- GEGEVEN OPGAVE:
Zeg van elke bewering of ze overeenkomt met de tekst over natronloog. Antwoord telkens met ja of nee en citeer letterlijk de woorden uit de tekst die de doorslag geven.
1. Natronloog kan op twee verschillende manieren worden gemaakt.
2. Bij het oplossen van natriumhydroxide in water is sprake van een chemische reactie.
3. Wanneer natriumoxide met water reageert, lossen de reactieproducten op.

- AANGELEVERDE TEKST:
========
Oplossen of reageren zouten
Over de vraagbaak

Vraagbaak scheikunde

Oplossen of reageren zouten

8 berichten aan het bekijken - 1 tot 8 (van in totaal 8)
  • Auteur
    Berichten
  • #2223 Reageer
    Tim 4 vwo
    Gast

    Oplossingen van hydroxiden worden vaak met hun triviale namen aangeduid. Natronloog kun je op twee verschillende manieren maken. Door natriumhydroxide op te lossen in water, maar ook door natriumoxide te laten reageren met water. Alleen in het laatste geval is er sprake van een chemische reactie.

    Dit staat in mijn boek maar hoezo reageert een stof maar lost hij ook op ik dacht het is of of.

    #2224 Reageer

    Hoi Tim,

    Het gaat er hierbij om dat je op twee verschillende manieren natronloog kunt maken. De ene manier is door een stof op te lossen (natriumhydroxide) en de andere manier is om een stof met water te laten reageren waarbij de reactieproducten oplossen (natriumoxide).
========
- FRAGMENTEN UIT GEGEVENS:
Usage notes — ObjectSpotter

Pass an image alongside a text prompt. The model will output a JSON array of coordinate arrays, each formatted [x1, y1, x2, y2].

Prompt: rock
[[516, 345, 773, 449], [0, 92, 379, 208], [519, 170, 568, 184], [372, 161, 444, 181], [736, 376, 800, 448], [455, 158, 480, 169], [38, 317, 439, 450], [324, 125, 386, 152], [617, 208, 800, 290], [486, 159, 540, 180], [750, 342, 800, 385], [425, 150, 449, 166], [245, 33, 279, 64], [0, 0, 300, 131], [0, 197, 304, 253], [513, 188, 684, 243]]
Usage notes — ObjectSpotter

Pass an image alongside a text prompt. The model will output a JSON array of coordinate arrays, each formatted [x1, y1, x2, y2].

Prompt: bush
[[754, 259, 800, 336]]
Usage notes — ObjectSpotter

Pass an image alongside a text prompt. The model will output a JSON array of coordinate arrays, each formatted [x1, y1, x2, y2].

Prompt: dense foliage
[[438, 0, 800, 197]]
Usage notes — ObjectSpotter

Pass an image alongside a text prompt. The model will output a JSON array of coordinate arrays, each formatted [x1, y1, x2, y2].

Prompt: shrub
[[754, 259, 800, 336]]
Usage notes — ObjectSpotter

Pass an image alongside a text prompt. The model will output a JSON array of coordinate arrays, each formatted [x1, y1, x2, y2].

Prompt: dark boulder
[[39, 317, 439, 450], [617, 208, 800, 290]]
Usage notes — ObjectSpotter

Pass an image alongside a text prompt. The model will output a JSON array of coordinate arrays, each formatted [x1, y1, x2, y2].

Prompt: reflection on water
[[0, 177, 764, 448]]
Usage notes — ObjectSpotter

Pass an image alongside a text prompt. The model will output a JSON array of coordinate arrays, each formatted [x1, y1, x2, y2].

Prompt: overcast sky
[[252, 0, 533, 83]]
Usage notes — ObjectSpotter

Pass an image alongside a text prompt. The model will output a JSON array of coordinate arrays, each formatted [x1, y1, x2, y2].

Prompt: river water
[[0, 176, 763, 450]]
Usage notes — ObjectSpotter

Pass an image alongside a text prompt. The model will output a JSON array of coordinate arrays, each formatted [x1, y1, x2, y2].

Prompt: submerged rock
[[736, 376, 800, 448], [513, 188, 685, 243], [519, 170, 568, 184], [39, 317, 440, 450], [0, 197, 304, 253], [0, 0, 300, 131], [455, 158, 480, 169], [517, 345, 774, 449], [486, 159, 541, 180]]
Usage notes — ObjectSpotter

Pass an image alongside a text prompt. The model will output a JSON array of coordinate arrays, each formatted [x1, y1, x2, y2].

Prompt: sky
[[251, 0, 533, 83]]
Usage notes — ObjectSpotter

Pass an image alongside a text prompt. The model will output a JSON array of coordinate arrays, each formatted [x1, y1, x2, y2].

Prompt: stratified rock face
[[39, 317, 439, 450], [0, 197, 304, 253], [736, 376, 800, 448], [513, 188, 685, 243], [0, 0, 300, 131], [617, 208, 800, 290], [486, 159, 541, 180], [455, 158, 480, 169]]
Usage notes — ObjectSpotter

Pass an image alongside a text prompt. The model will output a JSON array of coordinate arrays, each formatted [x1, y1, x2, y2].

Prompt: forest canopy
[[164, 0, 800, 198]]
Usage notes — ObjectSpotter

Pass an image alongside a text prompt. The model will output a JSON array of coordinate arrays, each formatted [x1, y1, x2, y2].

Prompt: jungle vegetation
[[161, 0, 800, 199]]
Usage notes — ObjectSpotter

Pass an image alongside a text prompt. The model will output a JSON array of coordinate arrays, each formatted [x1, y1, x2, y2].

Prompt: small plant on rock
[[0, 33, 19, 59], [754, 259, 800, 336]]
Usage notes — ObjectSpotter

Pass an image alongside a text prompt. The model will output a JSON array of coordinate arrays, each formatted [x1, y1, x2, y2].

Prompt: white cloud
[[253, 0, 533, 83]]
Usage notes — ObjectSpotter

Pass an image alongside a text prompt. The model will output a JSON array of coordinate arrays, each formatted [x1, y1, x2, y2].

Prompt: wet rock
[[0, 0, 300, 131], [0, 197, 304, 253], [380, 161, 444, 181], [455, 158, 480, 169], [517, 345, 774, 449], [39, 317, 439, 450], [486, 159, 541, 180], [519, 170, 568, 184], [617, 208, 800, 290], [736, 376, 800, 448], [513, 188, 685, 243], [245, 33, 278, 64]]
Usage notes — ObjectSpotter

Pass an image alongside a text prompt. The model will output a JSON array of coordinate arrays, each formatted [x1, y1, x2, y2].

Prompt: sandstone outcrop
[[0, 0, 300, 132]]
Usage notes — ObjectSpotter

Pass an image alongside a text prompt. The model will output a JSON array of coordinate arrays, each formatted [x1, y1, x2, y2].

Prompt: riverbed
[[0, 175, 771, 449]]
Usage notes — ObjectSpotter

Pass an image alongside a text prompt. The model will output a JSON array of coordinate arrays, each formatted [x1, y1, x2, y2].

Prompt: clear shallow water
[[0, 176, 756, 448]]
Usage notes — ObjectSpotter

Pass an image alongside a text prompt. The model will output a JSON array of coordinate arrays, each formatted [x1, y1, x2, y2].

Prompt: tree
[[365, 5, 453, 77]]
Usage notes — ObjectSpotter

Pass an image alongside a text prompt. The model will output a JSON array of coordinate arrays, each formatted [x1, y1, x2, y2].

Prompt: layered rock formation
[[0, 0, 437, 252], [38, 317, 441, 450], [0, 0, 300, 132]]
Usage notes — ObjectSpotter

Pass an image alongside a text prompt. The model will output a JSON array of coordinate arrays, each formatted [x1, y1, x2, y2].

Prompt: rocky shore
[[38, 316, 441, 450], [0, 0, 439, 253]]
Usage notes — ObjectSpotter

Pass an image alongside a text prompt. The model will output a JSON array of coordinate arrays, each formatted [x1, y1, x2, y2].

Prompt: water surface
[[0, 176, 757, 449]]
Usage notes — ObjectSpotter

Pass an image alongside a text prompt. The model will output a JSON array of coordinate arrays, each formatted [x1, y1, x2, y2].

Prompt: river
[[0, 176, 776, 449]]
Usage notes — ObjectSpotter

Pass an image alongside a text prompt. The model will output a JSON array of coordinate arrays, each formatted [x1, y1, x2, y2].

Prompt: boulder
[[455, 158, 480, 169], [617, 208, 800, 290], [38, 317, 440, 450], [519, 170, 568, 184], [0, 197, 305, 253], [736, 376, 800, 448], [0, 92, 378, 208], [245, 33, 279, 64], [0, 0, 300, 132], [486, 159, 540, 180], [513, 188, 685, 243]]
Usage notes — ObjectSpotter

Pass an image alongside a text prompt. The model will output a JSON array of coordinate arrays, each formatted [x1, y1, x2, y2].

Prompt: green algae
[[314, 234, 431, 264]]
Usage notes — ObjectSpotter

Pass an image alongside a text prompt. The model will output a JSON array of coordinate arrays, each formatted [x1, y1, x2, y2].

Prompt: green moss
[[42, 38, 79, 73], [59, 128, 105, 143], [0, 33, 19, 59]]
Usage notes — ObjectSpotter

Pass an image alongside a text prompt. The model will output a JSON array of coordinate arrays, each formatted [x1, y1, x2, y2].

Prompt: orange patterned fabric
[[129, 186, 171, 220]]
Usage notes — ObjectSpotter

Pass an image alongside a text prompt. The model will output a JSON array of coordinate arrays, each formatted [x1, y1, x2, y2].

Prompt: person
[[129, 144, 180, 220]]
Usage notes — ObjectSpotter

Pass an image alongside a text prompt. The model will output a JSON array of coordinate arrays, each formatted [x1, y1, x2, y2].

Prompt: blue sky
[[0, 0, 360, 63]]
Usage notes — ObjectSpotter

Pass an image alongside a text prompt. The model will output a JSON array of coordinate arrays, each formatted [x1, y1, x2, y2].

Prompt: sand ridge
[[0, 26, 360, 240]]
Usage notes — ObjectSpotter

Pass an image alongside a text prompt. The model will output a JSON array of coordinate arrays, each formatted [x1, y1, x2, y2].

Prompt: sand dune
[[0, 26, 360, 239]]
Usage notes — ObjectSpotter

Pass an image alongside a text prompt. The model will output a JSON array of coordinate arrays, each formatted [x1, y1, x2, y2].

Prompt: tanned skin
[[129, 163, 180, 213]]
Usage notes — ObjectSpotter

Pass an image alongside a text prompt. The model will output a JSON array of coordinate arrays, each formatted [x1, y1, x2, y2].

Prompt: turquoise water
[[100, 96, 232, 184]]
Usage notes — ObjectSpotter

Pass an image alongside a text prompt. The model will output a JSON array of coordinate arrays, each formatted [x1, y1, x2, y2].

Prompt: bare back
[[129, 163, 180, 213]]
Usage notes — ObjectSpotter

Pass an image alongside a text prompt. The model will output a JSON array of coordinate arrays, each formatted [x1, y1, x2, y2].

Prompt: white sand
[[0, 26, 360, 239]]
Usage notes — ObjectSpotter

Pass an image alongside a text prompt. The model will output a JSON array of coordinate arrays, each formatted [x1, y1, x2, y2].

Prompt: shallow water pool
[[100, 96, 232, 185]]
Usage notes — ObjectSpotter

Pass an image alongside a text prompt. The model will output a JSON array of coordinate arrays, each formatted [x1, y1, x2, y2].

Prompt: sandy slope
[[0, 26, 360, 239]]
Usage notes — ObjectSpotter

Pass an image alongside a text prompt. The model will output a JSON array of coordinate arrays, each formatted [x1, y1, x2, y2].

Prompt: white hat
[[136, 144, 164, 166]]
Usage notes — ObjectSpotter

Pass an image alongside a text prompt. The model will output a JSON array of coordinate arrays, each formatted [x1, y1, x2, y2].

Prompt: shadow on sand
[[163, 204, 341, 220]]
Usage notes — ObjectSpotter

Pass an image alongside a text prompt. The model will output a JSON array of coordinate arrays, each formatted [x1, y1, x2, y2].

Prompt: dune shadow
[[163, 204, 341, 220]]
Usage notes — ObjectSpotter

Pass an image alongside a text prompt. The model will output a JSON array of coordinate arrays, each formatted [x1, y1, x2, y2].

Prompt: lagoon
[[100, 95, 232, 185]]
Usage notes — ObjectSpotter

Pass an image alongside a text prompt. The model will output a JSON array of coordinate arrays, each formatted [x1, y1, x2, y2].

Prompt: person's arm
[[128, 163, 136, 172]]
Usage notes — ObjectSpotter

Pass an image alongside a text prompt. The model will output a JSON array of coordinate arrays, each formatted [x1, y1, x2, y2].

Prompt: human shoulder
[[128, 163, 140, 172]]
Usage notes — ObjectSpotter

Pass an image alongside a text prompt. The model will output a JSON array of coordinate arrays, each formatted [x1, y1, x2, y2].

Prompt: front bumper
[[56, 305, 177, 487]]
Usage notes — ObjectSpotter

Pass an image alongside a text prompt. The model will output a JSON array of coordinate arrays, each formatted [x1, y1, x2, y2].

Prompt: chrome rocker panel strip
========
- UITGEWERKT ANTWOORD:
1. Ja: "Natronloog kun je op twee verschillende manieren maken."
2. Nee: "Alleen in het laatste geval is er sprake van een chemische reactie."
3. Ja: "de andere manier is om een stof met water te laten reageren waarbij de reactieproducten oplossen (natriumoxide)."